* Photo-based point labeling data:
────────────────────────────────────────

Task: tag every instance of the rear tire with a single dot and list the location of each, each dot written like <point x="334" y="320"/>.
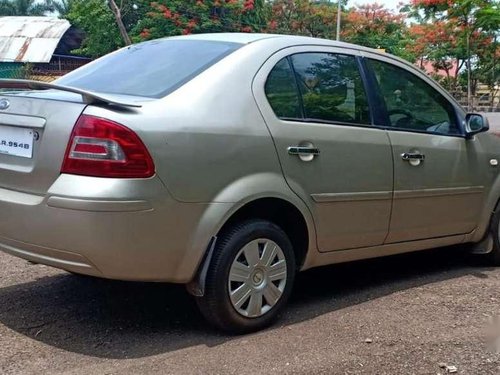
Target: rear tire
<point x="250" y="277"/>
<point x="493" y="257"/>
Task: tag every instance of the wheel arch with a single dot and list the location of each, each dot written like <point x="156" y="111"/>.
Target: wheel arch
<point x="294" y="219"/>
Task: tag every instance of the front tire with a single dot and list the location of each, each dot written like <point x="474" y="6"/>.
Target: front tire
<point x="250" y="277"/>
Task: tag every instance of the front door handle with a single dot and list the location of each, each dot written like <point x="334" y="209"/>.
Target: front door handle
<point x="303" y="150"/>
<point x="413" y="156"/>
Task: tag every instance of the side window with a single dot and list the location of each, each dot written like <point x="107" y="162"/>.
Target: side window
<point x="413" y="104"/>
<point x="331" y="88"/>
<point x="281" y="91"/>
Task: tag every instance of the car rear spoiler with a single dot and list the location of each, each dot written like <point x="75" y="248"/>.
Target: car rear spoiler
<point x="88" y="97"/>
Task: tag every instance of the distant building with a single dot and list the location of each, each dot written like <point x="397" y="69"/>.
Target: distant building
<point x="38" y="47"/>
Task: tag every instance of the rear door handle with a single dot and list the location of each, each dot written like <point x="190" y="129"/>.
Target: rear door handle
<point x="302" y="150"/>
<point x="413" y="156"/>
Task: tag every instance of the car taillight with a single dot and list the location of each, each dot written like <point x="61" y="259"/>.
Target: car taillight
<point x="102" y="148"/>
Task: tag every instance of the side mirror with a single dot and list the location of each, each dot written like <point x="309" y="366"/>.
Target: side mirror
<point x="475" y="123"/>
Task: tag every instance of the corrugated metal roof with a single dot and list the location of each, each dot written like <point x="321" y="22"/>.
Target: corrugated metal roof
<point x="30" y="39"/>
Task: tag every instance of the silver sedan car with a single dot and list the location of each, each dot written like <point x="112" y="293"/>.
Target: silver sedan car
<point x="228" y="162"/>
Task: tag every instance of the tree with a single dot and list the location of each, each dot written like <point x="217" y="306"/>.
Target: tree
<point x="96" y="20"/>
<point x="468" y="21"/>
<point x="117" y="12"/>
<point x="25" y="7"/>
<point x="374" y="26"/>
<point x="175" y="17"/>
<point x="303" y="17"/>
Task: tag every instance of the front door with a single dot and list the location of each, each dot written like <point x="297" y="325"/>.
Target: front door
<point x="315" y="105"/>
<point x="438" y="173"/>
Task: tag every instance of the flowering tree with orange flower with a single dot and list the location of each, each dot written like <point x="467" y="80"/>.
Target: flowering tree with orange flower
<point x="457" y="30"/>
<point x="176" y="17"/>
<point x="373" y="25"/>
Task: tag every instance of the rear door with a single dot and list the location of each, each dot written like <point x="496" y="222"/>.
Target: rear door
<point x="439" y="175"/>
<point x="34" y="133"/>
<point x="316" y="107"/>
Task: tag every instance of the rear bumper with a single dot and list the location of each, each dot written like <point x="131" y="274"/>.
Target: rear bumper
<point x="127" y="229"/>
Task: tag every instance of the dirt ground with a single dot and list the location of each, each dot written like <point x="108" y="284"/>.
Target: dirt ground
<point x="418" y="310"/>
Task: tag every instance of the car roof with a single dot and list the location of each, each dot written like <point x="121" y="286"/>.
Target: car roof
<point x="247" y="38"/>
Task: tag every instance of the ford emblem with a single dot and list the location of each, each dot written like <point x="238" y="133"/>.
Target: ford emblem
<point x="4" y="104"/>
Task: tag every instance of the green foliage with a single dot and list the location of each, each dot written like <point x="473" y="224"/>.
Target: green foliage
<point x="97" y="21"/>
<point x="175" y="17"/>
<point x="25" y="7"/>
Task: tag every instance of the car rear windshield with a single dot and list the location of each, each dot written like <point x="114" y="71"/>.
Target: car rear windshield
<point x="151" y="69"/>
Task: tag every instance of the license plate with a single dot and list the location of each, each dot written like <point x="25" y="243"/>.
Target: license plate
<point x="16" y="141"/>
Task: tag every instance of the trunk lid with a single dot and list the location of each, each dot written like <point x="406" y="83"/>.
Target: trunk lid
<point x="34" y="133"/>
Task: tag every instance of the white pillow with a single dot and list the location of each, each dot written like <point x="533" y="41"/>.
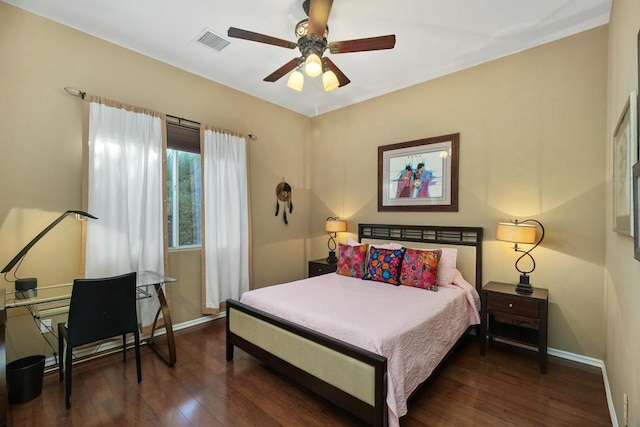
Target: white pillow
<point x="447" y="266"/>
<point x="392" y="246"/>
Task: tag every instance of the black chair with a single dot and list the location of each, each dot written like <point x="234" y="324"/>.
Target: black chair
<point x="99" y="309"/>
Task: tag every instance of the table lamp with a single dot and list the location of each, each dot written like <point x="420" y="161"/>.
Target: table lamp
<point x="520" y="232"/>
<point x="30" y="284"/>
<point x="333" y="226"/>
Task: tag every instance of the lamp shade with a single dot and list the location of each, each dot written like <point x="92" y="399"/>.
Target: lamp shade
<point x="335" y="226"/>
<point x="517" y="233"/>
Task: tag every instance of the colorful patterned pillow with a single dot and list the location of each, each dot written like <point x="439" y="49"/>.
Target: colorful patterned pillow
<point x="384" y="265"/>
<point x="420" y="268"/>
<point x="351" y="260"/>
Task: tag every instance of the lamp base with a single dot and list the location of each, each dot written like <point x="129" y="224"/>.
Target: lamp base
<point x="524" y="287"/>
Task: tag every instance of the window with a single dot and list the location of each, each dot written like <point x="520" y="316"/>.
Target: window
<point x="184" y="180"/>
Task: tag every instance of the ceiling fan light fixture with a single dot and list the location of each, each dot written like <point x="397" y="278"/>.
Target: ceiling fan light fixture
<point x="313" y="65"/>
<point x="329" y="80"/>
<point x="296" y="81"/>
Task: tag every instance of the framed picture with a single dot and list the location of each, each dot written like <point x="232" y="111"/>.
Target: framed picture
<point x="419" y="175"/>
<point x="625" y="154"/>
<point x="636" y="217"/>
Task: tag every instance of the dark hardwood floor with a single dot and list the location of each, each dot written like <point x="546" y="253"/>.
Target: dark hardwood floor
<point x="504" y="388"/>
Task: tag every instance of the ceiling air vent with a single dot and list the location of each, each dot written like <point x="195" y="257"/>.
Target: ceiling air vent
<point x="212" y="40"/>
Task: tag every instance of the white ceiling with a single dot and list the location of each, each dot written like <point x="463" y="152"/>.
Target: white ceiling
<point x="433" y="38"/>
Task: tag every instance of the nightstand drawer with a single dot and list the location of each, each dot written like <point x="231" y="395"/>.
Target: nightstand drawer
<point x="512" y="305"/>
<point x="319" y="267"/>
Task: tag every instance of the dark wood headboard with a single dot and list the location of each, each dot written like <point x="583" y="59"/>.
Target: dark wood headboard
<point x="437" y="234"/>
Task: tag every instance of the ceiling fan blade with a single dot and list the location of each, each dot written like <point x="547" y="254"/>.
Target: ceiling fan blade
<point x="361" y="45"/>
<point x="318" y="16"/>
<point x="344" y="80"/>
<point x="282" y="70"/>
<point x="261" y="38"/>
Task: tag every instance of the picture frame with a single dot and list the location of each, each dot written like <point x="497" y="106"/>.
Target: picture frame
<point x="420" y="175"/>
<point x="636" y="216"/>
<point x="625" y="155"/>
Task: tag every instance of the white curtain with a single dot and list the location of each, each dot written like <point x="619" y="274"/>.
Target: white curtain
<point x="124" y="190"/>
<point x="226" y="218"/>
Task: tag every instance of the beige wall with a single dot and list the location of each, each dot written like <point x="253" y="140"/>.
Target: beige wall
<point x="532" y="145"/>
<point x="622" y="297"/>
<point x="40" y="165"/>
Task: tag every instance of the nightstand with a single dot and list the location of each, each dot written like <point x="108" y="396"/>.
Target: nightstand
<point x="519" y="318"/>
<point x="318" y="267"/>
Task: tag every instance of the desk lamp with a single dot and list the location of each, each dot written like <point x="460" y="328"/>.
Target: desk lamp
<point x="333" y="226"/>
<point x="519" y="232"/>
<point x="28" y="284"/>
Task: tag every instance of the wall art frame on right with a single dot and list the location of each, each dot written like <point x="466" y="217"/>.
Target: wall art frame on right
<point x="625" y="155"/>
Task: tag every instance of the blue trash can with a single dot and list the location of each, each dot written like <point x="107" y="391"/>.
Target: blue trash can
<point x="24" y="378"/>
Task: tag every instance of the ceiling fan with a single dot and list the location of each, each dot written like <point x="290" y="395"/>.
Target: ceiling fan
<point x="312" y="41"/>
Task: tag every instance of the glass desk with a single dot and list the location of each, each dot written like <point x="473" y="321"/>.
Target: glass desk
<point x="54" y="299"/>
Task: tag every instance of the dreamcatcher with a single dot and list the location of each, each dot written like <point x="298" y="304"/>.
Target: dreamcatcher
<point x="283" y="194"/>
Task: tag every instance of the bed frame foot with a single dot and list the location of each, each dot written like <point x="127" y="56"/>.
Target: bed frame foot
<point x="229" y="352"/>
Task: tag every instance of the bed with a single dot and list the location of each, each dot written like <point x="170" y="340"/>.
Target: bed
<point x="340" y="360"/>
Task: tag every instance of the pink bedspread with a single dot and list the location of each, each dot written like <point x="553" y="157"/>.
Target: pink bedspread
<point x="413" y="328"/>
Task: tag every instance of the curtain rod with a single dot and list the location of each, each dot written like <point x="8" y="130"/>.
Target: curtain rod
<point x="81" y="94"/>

────────────────────────────────────────

* Task statement: Write out the lines above, starting at the line that contains "Task: tag every instance of the nightstand with" and ending with the final line, and nothing else; copy them exactly.

* Solution for this task:
Task: tag every instance of the nightstand with a single dot and list the location of each, each dot written like <point x="108" y="396"/>.
Target: nightstand
<point x="519" y="318"/>
<point x="318" y="267"/>
Task: tag every instance of the desk lamp with a single dot and list the location of each, each dot written like <point x="460" y="328"/>.
Target: desk lamp
<point x="333" y="226"/>
<point x="519" y="232"/>
<point x="28" y="284"/>
Task: tag every instance of the wall art frame on right with a single dot and list the location of each, each dot written like <point x="466" y="217"/>.
Target: wall art frame on right
<point x="625" y="155"/>
Task: tag every instance of the blue trash can with a single dot and list the location of each, each dot written like <point x="107" y="391"/>.
Target: blue trash can
<point x="24" y="378"/>
Task: tag every instance of the ceiling fan with a single dot and list the location of each, each dot written like <point x="290" y="395"/>.
Target: ceiling fan
<point x="312" y="41"/>
Task: tag every instance of the glass desk with a single dot and list the location of each, each dot written like <point x="473" y="321"/>.
Target: glass desk
<point x="54" y="299"/>
Task: tag every instance of the dreamcatcher with a single dot and list the location of each, each dot written like <point x="298" y="304"/>.
Target: dreamcatcher
<point x="283" y="194"/>
Task: tag every instance of the bed frame foot with a single dot and list the location of each, each dot written like <point x="127" y="56"/>.
Target: bed frame foot
<point x="229" y="352"/>
Task: tag every instance of the bed with a single dot and list the location of each, each dot written like <point x="170" y="340"/>.
Target: bed
<point x="340" y="360"/>
Task: tag every instance of the pink bedspread with a single dot and list the location of each, each dot written like <point x="553" y="157"/>.
Target: pink bedspread
<point x="413" y="328"/>
Task: tag every instance of the curtain rod with a single dot and list the location of each, each dot written like <point x="8" y="130"/>.
Target: curtain rod
<point x="81" y="94"/>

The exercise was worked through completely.